**Data lines**
= = = = = = =

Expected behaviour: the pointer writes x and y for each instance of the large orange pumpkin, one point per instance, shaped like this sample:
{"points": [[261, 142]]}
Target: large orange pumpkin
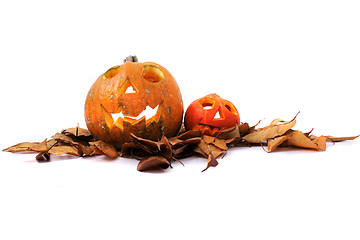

= = = = = = =

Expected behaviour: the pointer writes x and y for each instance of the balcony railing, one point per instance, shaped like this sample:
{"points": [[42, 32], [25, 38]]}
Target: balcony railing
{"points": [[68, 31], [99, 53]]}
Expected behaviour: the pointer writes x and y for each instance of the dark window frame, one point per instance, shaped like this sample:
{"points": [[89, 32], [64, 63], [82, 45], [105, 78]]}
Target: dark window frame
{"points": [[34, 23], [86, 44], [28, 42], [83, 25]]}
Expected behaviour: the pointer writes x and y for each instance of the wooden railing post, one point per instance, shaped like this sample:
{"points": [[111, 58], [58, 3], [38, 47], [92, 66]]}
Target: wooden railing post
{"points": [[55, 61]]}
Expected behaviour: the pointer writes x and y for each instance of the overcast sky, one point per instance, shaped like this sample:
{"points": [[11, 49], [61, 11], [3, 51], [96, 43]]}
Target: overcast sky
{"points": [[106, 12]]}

= = = = = = =

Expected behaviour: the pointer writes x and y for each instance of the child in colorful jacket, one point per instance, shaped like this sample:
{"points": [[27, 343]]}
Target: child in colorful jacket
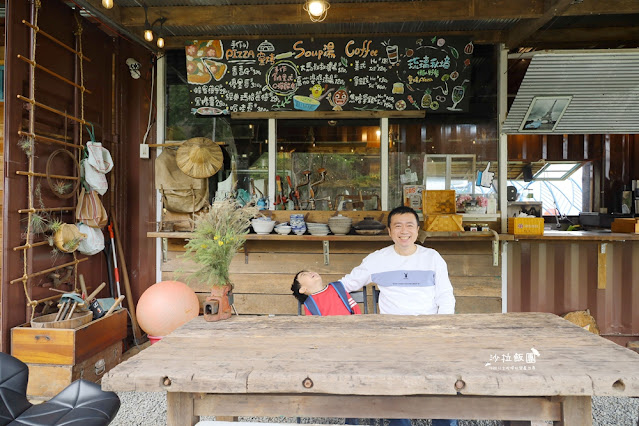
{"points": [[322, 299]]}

= = = = = = =

**Instructions to follow**
Copy word for word the lines above that begin with the one containing "of the large" and end with the one containing "Target: large orange pumpkin", including both of those lines.

**Solved exercise**
Expected behaviour: the pointer writes x and y for each instance of the large orange pumpkin, one point per instance, shaped like this sample:
{"points": [[261, 142]]}
Target: large orange pumpkin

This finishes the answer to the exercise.